- Opening Delimiter -

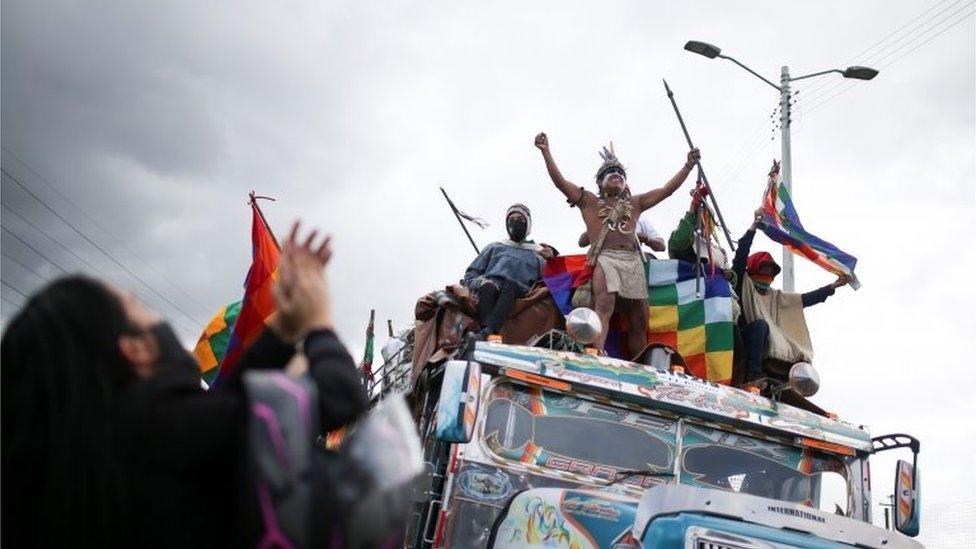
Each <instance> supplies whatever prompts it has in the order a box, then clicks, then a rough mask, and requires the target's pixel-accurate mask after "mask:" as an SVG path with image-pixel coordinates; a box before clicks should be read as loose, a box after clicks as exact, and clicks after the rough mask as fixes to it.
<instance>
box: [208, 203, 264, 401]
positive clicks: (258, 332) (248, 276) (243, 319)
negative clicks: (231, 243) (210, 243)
mask: <svg viewBox="0 0 976 549" xmlns="http://www.w3.org/2000/svg"><path fill="white" fill-rule="evenodd" d="M256 198H257V197H255V196H254V193H251V202H250V204H251V214H252V220H251V268H250V269H249V270H248V272H247V278H245V280H244V299H243V301H242V302H241V309H240V314H239V315H238V317H237V322H236V323H235V324H234V328H233V330H232V332H231V336H230V341H229V343H228V345H227V354H226V355H224V359H223V360H222V361H221V363H220V371H219V373H218V374H217V377H216V378H215V379H214V383H213V384H214V385H219V384H220V380H221V379H222V378H224V377H226V376H227V375H228V374H229V373H230V372H231V371H232V370H233V369H234V366H235V365H236V364H237V361H238V360H240V358H241V356H242V355H243V354H244V351H245V350H246V349H247V347H248V346H249V345H251V343H254V341H255V340H256V339H257V338H258V336H260V335H261V333H262V332H264V328H265V326H266V325H267V323H268V321H270V320H271V316H272V315H273V314H274V313H275V303H274V295H273V294H272V288H273V287H274V281H275V277H276V276H277V271H278V256H279V254H280V250H279V248H278V241H277V240H275V237H274V234H273V233H272V232H271V228H270V227H269V226H268V222H267V221H266V220H265V219H264V214H262V213H261V209H260V208H259V207H258V205H257V201H256Z"/></svg>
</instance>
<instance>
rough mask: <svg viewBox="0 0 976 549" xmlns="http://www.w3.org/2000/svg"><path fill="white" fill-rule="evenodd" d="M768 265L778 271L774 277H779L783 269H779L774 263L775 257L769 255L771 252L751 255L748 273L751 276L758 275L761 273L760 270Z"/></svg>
mask: <svg viewBox="0 0 976 549" xmlns="http://www.w3.org/2000/svg"><path fill="white" fill-rule="evenodd" d="M767 263H769V264H771V265H772V266H773V267H774V268H775V269H776V272H775V273H773V276H776V275H778V274H779V272H780V270H781V269H780V268H779V265H777V264H776V262H775V261H773V256H771V255H769V252H756V253H754V254H752V255H750V256H749V259H748V260H746V273H747V274H750V275H753V274H756V273H758V272H759V268H760V267H762V266H763V265H765V264H767Z"/></svg>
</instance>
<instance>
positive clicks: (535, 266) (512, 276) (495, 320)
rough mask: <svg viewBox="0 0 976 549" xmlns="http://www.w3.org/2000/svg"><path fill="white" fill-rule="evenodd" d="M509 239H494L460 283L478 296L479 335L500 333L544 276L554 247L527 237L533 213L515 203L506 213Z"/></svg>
mask: <svg viewBox="0 0 976 549" xmlns="http://www.w3.org/2000/svg"><path fill="white" fill-rule="evenodd" d="M505 229H506V230H507V231H508V238H507V239H504V240H499V241H498V242H493V243H491V244H489V245H488V246H487V247H485V249H484V250H481V253H480V254H478V257H476V258H475V260H474V261H472V262H471V265H470V266H468V269H467V271H465V273H464V279H463V280H462V281H461V285H463V286H464V287H465V288H467V289H468V290H470V291H471V293H473V294H475V295H476V296H477V297H478V321H479V322H480V323H481V331H480V332H479V334H480V335H482V336H484V337H487V336H489V335H492V334H497V333H499V332H501V328H502V324H504V323H505V319H507V318H508V315H509V313H511V312H512V309H513V308H514V307H515V300H516V299H518V298H520V297H522V296H524V295H525V294H526V293H528V291H529V290H530V289H531V288H532V286H533V285H534V284H535V283H536V282H538V281H539V280H540V279H541V278H542V266H543V263H544V259H545V258H546V256H551V255H552V254H554V253H555V252H554V248H552V247H551V246H547V245H539V244H536V243H534V242H532V241H531V240H526V237H528V236H529V232H530V231H531V230H532V213H531V212H530V211H529V208H528V207H526V206H525V205H523V204H513V205H512V206H511V207H510V208H508V211H507V212H506V213H505Z"/></svg>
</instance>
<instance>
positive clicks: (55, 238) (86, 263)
mask: <svg viewBox="0 0 976 549" xmlns="http://www.w3.org/2000/svg"><path fill="white" fill-rule="evenodd" d="M3 207H4V208H6V209H7V211H8V212H10V213H12V214H14V215H15V216H17V217H19V218H20V219H21V220H23V221H24V222H26V223H27V224H28V225H30V226H31V227H33V228H34V229H35V230H37V231H38V232H39V233H41V234H42V235H44V236H45V237H47V238H48V239H50V240H51V241H52V242H54V243H55V244H57V245H58V246H60V247H61V248H62V249H64V250H65V251H67V252H68V253H69V254H71V255H72V256H74V257H75V259H78V260H79V261H81V262H82V263H84V264H85V265H88V267H89V268H91V269H93V270H95V271H97V272H98V273H100V274H101V275H102V276H103V277H104V278H109V276H108V275H106V274H105V273H103V272H102V271H101V270H99V269H98V268H96V267H93V266H92V265H91V264H89V263H88V262H87V261H85V260H84V259H83V258H81V257H79V256H78V255H76V254H75V253H74V252H73V251H71V249H70V248H67V247H65V245H64V244H62V243H61V242H60V241H59V240H58V239H56V238H54V237H53V236H51V235H49V234H47V233H45V232H44V231H42V230H40V229H38V228H37V227H36V226H35V225H34V224H32V223H31V222H30V221H28V220H27V219H25V218H24V217H23V216H21V215H19V214H17V212H15V211H13V210H11V209H10V208H9V207H7V206H3ZM0 228H2V230H4V231H6V232H7V233H8V234H10V236H12V237H14V238H16V239H17V240H18V241H19V242H20V243H21V244H23V245H25V246H27V247H28V248H30V250H31V251H32V252H34V253H35V254H37V255H38V256H40V257H41V258H42V259H44V260H45V261H47V262H48V263H50V264H51V265H53V266H54V267H55V268H56V269H58V270H59V271H61V272H62V273H63V274H68V271H67V270H66V269H64V268H62V267H61V266H60V265H58V264H57V263H55V262H54V260H52V259H51V258H50V257H48V256H46V255H44V254H43V253H41V252H40V250H38V249H37V248H35V247H34V246H31V245H30V244H29V243H28V242H27V241H26V240H24V239H23V238H21V237H20V236H18V235H17V233H15V232H13V231H11V230H10V229H9V228H8V227H6V226H4V225H2V224H0ZM3 255H4V256H7V257H9V258H10V259H12V260H13V261H14V262H16V263H18V264H19V265H21V266H22V267H24V268H25V269H28V270H30V271H31V272H32V273H34V274H35V275H37V276H38V277H40V278H41V279H42V280H47V279H45V278H44V277H41V275H40V274H38V273H37V272H36V271H34V270H33V269H30V268H28V267H26V266H25V265H23V263H20V262H19V261H17V260H16V259H14V258H12V257H10V256H8V255H7V254H6V253H3ZM179 324H180V326H181V327H182V328H184V329H186V328H189V329H190V331H194V330H196V328H194V327H193V326H187V325H186V323H185V322H183V321H180V322H179Z"/></svg>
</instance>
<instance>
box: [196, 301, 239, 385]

- Closing Delimiter -

● Task
Which lines of the records above contain the word "positive"? Gather every one of them, copying each line in full.

● Output below
positive clicks: (258, 332) (248, 276) (243, 319)
positive clicks: (535, 266) (512, 276) (495, 320)
positive clicks: (55, 238) (86, 263)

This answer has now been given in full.